MATERIAL FOR THE TASK Block Start

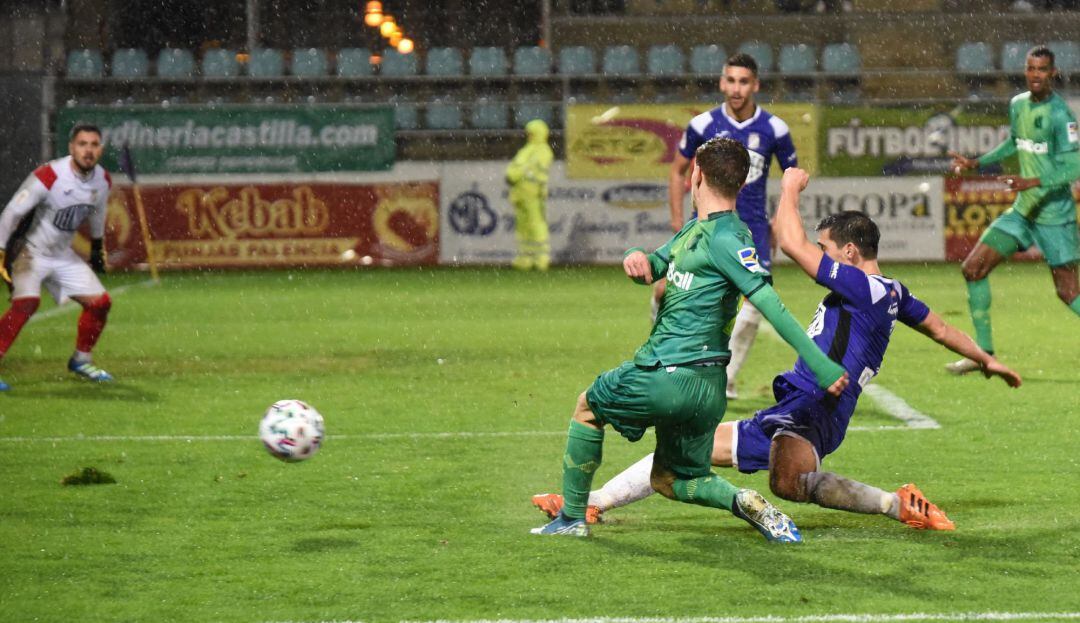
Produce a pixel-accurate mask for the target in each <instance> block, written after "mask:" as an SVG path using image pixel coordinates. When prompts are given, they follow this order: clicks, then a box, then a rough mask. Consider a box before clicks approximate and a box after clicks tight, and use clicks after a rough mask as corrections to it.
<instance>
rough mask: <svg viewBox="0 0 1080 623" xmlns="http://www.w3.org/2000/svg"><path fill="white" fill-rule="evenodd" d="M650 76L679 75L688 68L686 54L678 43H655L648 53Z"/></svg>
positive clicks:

MATERIAL FOR THE TASK Block End
MATERIAL FOR THE TASK Block Start

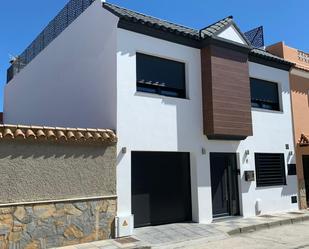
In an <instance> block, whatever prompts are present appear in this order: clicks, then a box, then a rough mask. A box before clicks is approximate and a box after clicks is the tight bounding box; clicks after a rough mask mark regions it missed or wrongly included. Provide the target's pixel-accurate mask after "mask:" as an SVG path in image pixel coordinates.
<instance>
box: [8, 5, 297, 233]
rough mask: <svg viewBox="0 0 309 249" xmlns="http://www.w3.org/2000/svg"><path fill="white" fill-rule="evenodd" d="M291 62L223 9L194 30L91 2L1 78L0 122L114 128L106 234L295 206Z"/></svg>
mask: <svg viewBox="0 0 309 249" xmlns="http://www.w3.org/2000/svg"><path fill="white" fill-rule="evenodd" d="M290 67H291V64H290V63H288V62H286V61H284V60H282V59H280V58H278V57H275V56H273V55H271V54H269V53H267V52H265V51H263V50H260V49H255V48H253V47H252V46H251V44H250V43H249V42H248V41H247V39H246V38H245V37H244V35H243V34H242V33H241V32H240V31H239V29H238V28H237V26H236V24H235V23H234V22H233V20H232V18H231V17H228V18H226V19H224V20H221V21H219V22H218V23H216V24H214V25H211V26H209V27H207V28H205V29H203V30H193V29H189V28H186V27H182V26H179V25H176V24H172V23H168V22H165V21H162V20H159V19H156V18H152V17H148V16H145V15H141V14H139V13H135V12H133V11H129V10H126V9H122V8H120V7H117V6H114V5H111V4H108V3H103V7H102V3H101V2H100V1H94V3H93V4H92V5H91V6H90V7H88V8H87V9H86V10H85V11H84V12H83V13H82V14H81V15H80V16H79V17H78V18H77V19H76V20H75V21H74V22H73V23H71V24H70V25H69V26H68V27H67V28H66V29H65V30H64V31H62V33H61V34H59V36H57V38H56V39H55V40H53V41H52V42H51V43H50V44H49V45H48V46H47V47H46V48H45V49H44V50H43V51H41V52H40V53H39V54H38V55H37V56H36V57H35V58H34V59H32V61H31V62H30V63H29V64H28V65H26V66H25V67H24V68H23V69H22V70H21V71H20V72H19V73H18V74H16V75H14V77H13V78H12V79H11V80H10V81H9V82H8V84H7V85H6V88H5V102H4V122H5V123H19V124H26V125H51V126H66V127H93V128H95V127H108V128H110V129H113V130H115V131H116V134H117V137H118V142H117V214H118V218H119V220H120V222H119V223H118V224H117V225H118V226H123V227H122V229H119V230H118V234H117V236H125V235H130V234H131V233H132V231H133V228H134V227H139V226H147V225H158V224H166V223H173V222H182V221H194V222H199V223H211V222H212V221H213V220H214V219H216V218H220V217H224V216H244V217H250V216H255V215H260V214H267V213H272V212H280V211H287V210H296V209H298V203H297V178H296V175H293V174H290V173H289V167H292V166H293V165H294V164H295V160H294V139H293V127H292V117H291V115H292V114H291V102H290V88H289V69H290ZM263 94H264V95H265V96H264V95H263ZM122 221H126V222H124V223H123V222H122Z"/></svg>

MATERIAL FOR THE TASK Block End

◆ **REQUIRED ACTION**
Among the entries, find every line holding "after" and return it.

◆ **OUTPUT OF THE EXERCISE**
Produce a pixel-accurate mask for the target in each <instance> block, written after "mask:" as an SVG path using image pixel coordinates. When prompts are given, they follow this order: clicks, then a box, then a rough mask. Consider a box before clicks approximate and a box after clicks tight, and use clicks after a rough mask as corrections to it.
In an <instance> block, whatever prompts are present appear in this order: clicks, then a box, then a rough mask. A box before clicks is approximate and a box after clicks is the tight bounding box; clicks after a rough mask mark regions it missed or wrongly included. Provide the target's pixel-accurate mask after "mask:" as an SVG path in image pixel coordinates.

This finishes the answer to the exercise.